__Task to carry out__. Write the next part of the pandas panel data tutorial, starting after its final paragraph about STATA column names.

__Source__.

##########

Panel data in pandas

Files needed = ('dogs.csv', 'WEOOct2016all.xls')

We are learning how to deal with complex datasets in pandas. We began by tackling the multiIndex and now we turn to panel data and its various representations.

Panel data have (at least) three dimensions, for example, a panel might record

  1. several variables (income, age, spending on cheese)
  2. regarding several people
  3. over time

The multiIndex gives us a natural way to handle this data.

In [ ]:
import pandas as pd                 # load pandas and shorten it to pd
import datetime as dt               # load datetime and shorten it to dt
import matplotlib.pyplot as plt     # for making figures

Some panel data

Load the 'dogs.csv' file. The different dimensions of the data are: variables (walks, snacks); dogs (Buster, Su); and time.

The difference between the 'prem' dataset in the last notebook and this one is that the dogs dataset has a time dimension.

For reference, here are Buster and Su.

In [ ]:
# load a data file with the number of walks and snacks my dogs have had 

dogs = pd.read_csv('dogs.csv')         # data on the habits of my dogs
dogs

Long vs. wide (or stacked vs. unstacked)

This data format is called long because there are lots of rows and not many columns. Moving between long and wide (lots of columns, fewer rows) is a common task in setting up panel data sets.

Pandas calls long data stacked and wide data unstacked. We use the stack() and unstack() methods for moving between long and wide with multiIndexed data. Stack and unstack do not work in place. They always return a copy, so we need to assign it to a variable.

Set up the index

In [ ]:
dogs['time'] = pd.to_datetime(dogs['time'])

# move everything but the data values to the index
dogs = dogs.set_index(['dog', 'time', 'var'])
dogs

Unstack

We unstack the data to put the variables into columns.

In [ ]:
# Moving var to a column creates a multiIndex with two levels

dogs_us = dogs.unstack('var') 
dogs_us
In [ ]:
dogs_us.columns

We can unstack several variables. As usual, we pass a list.

In [ ]:
dogs_us = dogs.unstack(['dog', 'var']) # move dog and var to columns, creates a multiindex with three levels
dogs_us
In [ ]:
dogs_us.columns

Removing a level

The outermost level of the column multiIndex is 'value' and is not very useful. Let's drop it.

Note that the level does not have a name associated with it (None is not a name) so we need to use the number associate with the level.

In [ ]:
dogs_us.columns = dogs_us.columns.droplevel(level = 0)
dogs_us

We now have an unstacked DataFrame and each column is a time series of one dog's observations (the data are 'wide'). Notice that we do not have observations for 2018-10-04 walks, so panda filled in NaNs for us.

Panel data like this are STATA's bread and butter, and STATA has a lot of tools for working with panels. Pandas does not have as large a toolset, but the multiIndex provides a very nice way to handle and display panel data. STATA does not have a multiIndex, so the column names in the data above would be: 'walkBuster', 'snacksBuster', 'walkSu', 'snacksSu'.

##########

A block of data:
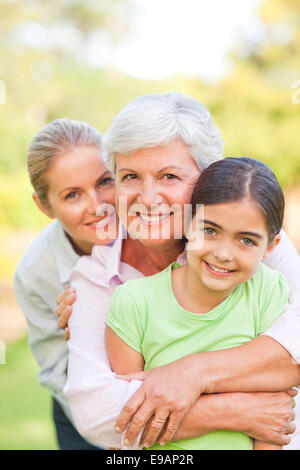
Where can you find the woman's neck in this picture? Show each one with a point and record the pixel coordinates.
(150, 260)
(192, 294)
(80, 248)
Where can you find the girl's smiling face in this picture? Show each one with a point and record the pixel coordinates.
(79, 184)
(235, 239)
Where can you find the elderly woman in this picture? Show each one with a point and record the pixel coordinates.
(157, 147)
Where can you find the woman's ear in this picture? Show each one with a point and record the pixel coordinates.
(46, 210)
(272, 245)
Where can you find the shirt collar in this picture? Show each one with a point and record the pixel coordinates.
(111, 258)
(64, 254)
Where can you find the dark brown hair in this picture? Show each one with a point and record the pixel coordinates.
(233, 179)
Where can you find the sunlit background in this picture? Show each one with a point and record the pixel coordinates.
(85, 59)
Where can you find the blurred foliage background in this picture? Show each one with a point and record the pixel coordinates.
(45, 75)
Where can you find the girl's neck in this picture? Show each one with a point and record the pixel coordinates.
(150, 260)
(192, 294)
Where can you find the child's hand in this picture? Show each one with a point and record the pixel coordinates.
(64, 309)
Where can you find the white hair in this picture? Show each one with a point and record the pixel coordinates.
(155, 120)
(50, 142)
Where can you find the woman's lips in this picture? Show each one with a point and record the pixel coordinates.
(152, 219)
(99, 222)
(217, 271)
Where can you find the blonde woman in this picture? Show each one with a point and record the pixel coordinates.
(70, 182)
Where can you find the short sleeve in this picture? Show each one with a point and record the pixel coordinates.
(125, 318)
(274, 302)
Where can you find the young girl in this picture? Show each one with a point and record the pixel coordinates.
(70, 181)
(222, 298)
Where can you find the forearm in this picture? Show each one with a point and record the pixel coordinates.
(266, 417)
(260, 365)
(212, 413)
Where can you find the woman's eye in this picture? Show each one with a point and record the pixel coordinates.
(106, 182)
(209, 231)
(128, 177)
(247, 242)
(169, 176)
(71, 195)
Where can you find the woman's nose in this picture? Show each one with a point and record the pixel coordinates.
(149, 194)
(94, 201)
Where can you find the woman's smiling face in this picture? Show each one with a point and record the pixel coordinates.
(234, 241)
(79, 185)
(155, 184)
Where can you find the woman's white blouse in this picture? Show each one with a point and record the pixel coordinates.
(95, 396)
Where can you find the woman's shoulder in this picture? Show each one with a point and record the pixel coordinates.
(148, 285)
(39, 247)
(49, 252)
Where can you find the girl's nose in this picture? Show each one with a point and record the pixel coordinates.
(223, 253)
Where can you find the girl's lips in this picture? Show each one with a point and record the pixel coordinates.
(218, 273)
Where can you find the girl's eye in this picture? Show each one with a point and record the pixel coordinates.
(209, 231)
(106, 182)
(247, 242)
(71, 195)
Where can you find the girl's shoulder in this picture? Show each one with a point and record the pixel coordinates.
(268, 285)
(148, 285)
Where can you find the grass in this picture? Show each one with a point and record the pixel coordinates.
(25, 407)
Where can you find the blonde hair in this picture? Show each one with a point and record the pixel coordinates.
(51, 141)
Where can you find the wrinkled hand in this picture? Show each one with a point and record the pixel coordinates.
(167, 394)
(64, 309)
(271, 416)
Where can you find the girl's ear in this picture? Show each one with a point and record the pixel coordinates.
(272, 245)
(46, 210)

##########

__Reply__.
Creating new variables

I want to know the walk-to-snacks ratio to make sure they are getting enough exercise. We can refer to columns in the multiIndex using tuples.

In [ ]:
# compute the ratios
dogs_us[('Buster', 'ws_ratio')] =  dogs_us[('Buster', 'walk')]/dogs_us[('Buster', 'snacks')]
dogs_us[('Su', 'ws_ratio')] =  dogs_us[('Su', 'walk')]/dogs_us[('Su', 'snacks')]

# resort the index
dogs_us.sort_index(axis=1, inplace=True)
dogs_us

Ploting with panels

Let's plot the walk-snack ratio. There are several things in this code to talk about...

In [ ]:
# A stealthy import --- I usually put these in the first cell
import matplotlib.dates as mdates

fig, ax = plt.subplots(figsize=(15,6))

ax.plot(dogs_us.index, dogs_us[('Buster', 'ws_ratio')], color='red', marker = 'o', label='Buster')
ax.plot(dogs_us.index, dogs_us[('Su', 'ws_ratio')], color='blue', marker = 'o', label='Su')

ax.spines['top'].set_visible(False)
ax.spines['right'].set_visible(False)
ax.set_title('Walk-snack ratio')
ax.legend(frameon=False)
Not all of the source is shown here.